After a dune buggy accident in 1981, alumnus John Dillon III (right) had to learn to read, write and talk again. He later used his experience as a brain surgery patient to help design an apparatus that makes walking easier for children with disabilities.
Those spaceship launches left an indelible mark on Dillon, but it wasn't until a strange set of circumstances came to pass that his young fascination with space turned into a career — a career that has also yielded an invention that helps children with disabilities.
In 1981 an accident in a dune buggy in Florida that caused severe head trauma left him fighting for his life. As his mother and sister sped to the hospital, Dillon underwent brain surgery.
After seven hours of surgery, and a weeklong coma, Dillon awoke to find he would have to learn how to read, write and talk again. Four months of intensive therapy followed and he moved back to Tennessee.
Five years later Dillon turned the accident into a godsend for others. He returned to then-Memphis State University to earn a mechanical engineering degree. While in school, he used his experience as a brain injury patient and the knowledge he was obtaining at the U of M to help develop the Miracle Walker, a patented user-propelled walking apparatus that assists children with disabilities to move about under their own power. The Magic Walker helps children with cerebral palsy by increasing muscle strength and by producing greater lung capacity.
"When we presented the finished device, it was especially exciting for me to show the results of my work, because the presentation took place exactly 13 years to the day after my brain surgery," Dillon explains.
Since 1999 Dillon has worked as a mechanical engineer for AJT & Associates Inc. in Cape Canaveral, Fla. The company provides support to Cape Canaveral Air Force Station and the Kennedy Space Center for design and modification of spaceship launch complexes, Shuttle and spacecraft processing and solid rocket motor booster facilities.
Dillon, who credits U of M Professor John Hochstein for taking him under his wing as a student, says, "An inventor should never think with a narrow window. Always think past the limit, do not stop thinking that the concept/design is completed and cannot be improved. I believe I was blessed to stay alive from my automobile accident in 1981 and that God has more work for me to do."
Making "Gaines" in the NFL?

Data excerpts:
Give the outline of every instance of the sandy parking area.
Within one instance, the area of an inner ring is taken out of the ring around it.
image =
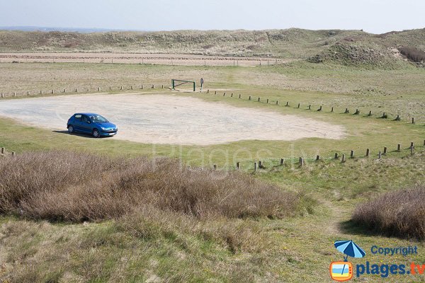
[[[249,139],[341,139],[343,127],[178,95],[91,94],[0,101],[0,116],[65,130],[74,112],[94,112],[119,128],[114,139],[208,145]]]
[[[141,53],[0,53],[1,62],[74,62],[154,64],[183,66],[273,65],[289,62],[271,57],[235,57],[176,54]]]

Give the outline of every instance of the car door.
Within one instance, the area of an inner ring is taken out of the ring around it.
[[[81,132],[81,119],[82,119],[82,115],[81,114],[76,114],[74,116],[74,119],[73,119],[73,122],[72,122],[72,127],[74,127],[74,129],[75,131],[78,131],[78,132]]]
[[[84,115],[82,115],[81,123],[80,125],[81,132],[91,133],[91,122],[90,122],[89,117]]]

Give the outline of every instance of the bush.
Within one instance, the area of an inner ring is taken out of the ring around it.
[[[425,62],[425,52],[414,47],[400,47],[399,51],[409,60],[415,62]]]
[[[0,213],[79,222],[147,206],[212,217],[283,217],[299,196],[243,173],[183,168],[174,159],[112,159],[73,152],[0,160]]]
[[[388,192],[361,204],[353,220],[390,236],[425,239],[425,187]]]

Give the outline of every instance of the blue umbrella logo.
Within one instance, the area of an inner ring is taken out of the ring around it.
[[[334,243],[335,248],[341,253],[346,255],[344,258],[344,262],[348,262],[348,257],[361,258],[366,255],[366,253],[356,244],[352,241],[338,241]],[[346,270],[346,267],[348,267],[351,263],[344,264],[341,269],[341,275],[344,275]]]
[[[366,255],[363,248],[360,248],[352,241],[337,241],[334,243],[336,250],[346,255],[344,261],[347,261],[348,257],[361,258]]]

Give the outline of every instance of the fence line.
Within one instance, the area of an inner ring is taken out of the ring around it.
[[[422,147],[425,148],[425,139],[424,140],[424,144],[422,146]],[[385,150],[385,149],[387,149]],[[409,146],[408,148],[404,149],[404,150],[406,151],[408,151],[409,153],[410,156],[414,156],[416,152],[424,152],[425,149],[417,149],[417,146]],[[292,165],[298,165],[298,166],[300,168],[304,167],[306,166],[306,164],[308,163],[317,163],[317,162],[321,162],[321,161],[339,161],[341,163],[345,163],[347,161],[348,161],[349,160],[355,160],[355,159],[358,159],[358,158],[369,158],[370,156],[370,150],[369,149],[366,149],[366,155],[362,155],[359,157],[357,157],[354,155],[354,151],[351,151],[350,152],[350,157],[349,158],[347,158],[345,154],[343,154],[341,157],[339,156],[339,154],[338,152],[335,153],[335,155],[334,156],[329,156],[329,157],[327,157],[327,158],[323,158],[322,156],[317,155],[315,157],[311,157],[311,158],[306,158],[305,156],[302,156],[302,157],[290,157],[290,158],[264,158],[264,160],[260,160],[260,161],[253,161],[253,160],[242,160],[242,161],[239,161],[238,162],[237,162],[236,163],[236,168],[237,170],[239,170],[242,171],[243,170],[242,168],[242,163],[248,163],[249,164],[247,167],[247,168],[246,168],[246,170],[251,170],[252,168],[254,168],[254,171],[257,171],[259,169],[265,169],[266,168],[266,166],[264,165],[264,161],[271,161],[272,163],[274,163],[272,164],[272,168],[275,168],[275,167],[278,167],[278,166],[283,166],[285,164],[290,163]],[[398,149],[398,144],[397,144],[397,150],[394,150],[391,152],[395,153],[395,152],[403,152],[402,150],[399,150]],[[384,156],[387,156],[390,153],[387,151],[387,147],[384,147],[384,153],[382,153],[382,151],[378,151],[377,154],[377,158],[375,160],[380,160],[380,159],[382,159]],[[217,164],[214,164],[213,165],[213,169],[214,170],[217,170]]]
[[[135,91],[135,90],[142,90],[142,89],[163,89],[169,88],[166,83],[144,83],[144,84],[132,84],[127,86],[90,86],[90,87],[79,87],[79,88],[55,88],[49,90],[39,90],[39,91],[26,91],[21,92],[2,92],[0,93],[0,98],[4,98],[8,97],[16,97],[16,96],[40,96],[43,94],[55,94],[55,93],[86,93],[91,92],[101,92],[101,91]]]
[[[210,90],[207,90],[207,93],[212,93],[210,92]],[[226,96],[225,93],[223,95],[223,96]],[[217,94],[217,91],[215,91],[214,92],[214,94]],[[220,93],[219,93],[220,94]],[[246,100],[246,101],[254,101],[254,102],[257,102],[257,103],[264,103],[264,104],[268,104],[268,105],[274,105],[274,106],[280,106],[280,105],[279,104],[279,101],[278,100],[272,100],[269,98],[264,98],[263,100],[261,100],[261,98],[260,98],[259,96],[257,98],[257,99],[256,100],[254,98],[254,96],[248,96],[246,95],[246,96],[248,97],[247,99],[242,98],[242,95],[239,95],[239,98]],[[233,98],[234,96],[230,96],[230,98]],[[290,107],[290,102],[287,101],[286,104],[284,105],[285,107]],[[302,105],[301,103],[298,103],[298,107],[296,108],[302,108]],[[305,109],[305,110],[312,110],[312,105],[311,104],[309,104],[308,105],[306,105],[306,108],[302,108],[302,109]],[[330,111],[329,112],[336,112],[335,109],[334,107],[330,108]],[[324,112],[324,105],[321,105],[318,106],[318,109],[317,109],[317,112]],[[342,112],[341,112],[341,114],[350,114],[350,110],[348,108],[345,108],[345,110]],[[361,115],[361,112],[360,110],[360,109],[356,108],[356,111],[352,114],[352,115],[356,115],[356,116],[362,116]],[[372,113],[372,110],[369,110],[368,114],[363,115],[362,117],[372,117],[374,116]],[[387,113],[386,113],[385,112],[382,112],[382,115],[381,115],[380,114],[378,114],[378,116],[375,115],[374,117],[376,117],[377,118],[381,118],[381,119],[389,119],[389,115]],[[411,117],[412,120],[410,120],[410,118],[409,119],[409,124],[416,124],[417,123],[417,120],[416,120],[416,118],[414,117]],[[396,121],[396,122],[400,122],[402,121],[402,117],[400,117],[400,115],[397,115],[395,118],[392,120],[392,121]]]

--

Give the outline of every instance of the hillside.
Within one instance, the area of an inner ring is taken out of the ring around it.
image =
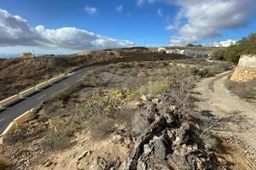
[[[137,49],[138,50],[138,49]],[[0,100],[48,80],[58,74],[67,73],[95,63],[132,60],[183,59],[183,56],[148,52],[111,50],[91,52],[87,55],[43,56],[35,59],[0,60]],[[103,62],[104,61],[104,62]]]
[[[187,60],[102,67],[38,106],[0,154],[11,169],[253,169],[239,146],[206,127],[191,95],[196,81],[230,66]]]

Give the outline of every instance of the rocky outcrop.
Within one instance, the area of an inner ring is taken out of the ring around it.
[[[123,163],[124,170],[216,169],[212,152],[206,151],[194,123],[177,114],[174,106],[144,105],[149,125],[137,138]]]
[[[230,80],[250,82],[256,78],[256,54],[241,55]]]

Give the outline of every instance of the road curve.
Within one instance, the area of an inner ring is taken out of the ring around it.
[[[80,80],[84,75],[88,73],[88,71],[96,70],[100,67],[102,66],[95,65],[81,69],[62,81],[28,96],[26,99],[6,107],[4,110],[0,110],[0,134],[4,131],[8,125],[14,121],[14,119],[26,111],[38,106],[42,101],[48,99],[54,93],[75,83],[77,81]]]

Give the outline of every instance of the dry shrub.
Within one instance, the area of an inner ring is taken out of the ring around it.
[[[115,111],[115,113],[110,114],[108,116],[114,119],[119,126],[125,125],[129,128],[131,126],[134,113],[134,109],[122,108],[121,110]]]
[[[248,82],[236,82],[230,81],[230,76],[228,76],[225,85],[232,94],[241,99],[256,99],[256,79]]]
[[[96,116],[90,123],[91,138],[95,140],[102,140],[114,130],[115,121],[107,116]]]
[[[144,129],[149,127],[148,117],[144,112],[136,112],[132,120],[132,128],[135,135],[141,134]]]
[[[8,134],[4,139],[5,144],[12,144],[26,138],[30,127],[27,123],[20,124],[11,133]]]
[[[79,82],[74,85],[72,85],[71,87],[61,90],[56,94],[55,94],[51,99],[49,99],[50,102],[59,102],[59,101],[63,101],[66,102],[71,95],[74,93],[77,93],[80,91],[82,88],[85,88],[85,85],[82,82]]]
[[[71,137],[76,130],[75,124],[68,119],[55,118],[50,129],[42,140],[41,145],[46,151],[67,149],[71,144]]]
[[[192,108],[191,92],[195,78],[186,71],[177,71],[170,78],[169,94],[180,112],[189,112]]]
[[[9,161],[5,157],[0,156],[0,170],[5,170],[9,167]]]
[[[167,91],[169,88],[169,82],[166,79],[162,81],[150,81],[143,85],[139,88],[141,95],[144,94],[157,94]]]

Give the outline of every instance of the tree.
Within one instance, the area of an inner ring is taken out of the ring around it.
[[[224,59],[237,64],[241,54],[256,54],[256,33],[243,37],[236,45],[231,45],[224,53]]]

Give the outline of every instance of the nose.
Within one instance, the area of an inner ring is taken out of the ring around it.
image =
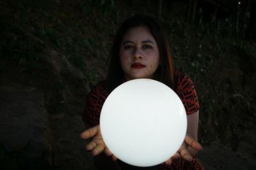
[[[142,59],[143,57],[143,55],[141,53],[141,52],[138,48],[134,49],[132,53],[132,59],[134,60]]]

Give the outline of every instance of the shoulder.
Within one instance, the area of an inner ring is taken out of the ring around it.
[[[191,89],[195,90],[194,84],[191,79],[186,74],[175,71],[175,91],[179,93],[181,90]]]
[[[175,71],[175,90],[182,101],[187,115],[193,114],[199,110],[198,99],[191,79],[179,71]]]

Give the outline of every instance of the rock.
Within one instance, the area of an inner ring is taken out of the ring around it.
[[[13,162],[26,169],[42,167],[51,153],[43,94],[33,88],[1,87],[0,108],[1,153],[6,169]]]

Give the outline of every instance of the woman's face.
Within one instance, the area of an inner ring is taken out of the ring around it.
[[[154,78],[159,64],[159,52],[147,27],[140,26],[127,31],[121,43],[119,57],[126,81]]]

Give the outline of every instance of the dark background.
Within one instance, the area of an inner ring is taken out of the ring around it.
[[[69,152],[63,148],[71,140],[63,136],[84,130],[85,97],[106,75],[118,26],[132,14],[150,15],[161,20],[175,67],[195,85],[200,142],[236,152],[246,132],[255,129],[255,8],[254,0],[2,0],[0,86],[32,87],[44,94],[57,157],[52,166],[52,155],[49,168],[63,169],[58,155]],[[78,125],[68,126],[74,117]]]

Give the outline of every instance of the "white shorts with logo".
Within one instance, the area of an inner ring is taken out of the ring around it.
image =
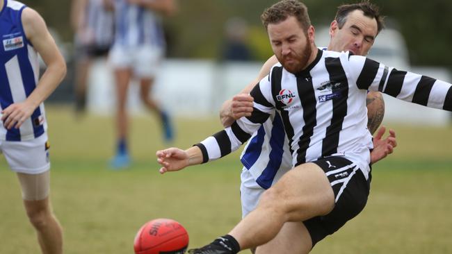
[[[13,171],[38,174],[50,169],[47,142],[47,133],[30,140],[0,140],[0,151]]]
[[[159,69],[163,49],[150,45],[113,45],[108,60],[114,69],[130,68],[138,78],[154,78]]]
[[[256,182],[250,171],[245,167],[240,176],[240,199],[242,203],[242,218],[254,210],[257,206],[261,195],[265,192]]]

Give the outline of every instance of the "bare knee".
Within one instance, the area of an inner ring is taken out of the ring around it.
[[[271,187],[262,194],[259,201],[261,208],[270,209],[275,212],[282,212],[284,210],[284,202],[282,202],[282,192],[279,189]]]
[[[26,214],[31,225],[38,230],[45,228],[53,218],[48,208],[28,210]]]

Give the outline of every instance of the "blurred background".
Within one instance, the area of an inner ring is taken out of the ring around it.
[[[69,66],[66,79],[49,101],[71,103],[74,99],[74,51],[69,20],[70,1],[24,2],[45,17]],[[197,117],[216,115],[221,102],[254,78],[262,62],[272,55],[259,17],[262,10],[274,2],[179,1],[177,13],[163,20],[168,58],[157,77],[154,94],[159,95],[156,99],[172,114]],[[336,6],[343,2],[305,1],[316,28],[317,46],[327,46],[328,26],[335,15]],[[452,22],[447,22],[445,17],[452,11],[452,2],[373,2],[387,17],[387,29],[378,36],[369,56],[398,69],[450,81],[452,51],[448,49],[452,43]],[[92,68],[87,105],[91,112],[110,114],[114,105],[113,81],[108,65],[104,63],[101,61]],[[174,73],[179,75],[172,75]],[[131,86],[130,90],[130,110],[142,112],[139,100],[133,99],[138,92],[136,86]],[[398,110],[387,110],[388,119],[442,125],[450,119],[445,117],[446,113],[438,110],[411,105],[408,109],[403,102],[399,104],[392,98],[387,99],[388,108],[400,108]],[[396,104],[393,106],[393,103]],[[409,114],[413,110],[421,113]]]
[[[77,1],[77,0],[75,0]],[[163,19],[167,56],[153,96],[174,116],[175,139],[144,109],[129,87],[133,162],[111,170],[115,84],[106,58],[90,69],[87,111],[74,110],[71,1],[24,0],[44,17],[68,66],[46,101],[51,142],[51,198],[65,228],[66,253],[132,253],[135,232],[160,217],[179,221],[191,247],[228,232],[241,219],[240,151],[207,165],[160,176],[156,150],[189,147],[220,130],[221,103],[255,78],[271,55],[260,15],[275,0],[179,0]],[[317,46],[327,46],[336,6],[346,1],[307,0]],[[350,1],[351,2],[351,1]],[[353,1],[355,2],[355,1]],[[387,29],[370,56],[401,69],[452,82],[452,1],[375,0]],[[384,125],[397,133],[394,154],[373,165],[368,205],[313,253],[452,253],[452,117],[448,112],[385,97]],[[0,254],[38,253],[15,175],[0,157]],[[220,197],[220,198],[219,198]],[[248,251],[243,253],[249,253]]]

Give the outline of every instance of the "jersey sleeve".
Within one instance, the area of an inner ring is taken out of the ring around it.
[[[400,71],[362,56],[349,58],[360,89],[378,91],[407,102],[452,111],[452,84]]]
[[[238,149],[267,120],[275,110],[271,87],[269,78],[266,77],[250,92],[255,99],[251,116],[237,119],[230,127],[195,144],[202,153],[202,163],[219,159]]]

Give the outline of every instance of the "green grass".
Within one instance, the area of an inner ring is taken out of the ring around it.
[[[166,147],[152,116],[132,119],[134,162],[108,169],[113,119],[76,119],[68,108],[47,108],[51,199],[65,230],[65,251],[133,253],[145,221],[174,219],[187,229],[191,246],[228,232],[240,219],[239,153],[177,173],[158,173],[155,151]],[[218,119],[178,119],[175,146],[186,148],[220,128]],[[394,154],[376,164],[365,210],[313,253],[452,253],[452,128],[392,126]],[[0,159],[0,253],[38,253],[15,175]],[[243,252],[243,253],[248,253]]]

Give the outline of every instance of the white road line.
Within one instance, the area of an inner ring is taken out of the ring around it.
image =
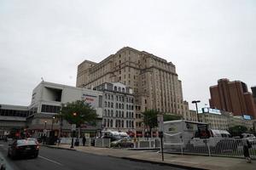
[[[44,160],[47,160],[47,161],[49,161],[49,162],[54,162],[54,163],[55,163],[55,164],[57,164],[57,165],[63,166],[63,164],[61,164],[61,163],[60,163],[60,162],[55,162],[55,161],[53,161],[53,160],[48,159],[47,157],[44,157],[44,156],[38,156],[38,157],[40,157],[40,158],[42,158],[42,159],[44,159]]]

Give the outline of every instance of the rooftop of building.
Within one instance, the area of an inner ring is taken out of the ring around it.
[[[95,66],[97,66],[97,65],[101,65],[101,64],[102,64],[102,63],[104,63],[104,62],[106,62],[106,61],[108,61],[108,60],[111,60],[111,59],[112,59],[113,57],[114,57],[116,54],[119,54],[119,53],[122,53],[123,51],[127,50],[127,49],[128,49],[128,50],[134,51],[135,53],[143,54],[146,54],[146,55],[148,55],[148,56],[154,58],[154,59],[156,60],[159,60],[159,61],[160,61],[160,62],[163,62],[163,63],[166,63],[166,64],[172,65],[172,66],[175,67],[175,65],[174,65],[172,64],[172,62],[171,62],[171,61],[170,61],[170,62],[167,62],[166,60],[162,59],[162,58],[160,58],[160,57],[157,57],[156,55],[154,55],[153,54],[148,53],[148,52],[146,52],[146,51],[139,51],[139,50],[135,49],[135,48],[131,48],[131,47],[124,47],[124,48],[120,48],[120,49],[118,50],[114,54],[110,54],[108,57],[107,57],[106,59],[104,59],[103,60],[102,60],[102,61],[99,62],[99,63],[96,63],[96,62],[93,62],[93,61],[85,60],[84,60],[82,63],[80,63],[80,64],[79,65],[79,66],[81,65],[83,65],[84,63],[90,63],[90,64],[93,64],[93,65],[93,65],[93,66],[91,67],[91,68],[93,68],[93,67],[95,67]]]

...

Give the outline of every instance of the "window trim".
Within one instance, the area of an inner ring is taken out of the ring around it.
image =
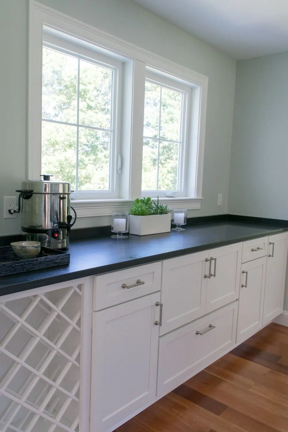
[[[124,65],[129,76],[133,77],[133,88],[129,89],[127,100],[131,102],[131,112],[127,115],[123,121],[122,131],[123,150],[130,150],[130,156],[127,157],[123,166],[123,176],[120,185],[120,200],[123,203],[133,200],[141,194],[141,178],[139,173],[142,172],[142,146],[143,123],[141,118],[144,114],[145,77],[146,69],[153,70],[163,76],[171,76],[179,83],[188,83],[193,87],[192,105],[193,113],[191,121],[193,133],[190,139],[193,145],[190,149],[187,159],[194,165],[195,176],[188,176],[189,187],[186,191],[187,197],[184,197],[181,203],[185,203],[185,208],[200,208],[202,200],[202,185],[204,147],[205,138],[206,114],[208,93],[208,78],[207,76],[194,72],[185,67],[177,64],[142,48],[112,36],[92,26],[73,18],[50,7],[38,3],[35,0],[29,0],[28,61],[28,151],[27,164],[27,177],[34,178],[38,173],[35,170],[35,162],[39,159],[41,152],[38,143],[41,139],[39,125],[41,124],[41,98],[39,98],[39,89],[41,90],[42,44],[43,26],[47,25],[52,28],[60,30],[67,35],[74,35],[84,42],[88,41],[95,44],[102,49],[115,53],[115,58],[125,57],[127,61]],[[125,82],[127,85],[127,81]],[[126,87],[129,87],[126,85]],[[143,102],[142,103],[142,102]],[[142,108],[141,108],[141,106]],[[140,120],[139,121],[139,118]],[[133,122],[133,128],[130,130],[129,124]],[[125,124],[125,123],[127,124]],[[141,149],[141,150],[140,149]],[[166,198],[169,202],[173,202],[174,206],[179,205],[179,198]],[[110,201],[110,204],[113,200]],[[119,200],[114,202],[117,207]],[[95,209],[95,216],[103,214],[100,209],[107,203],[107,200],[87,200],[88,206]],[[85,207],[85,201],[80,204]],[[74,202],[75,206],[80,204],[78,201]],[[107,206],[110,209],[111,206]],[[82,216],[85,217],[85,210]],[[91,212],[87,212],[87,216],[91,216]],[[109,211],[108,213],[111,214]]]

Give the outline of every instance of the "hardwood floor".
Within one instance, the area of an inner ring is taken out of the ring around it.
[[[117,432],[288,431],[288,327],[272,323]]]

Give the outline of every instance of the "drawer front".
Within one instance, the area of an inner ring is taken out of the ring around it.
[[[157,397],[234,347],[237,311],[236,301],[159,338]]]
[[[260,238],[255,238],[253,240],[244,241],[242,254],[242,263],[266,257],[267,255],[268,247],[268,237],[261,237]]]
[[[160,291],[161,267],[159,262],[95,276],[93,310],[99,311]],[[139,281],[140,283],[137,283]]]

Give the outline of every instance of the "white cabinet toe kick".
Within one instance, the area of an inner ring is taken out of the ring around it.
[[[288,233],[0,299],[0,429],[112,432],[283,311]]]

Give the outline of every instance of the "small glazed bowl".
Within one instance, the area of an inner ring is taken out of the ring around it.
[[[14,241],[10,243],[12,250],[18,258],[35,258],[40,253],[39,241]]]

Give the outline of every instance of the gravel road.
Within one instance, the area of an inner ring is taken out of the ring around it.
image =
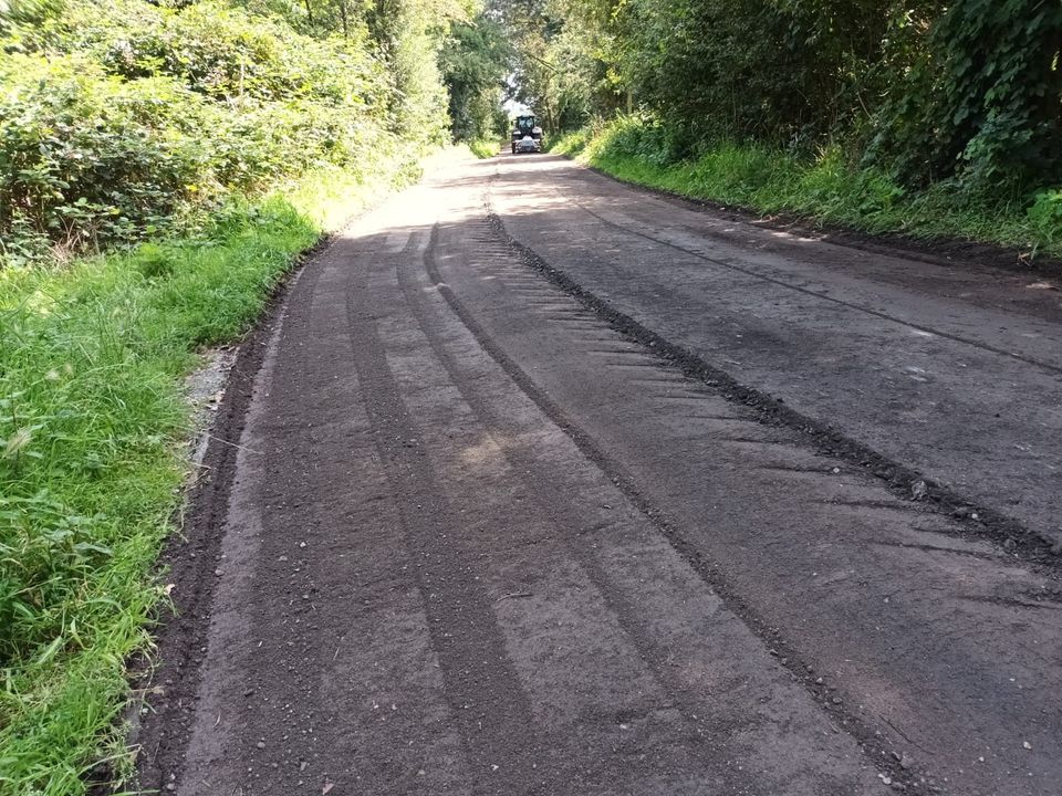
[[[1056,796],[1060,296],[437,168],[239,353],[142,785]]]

◆ **Aim of the task**
Reproduce the passage about John Dillon word for word, starting with "Since 1999 Dillon" and going on through "in the NFL?". Rely solely on the passage about John Dillon.

◆ **Task output**
Since 1999 Dillon has worked as a mechanical engineer for AJT & Associates Inc. in Cape Canaveral, Fla. The company provides support to Cape Canaveral Air Force Station and the Kennedy Space Center for design and modification of spaceship launch complexes, Shuttle and spacecraft processing and solid rocket motor booster facilities.
Dillon, who credits U of M Professor John Hochstein for taking him under his wing as a student, says, "An inventor should never think with a narrow window. Always think past the limit, do not stop thinking that the concept/design is completed and cannot be improved. I believe I was blessed to stay alive from my automobile accident in 1981 and that God has more work for me to do."
Making "Gaines" in the NFL?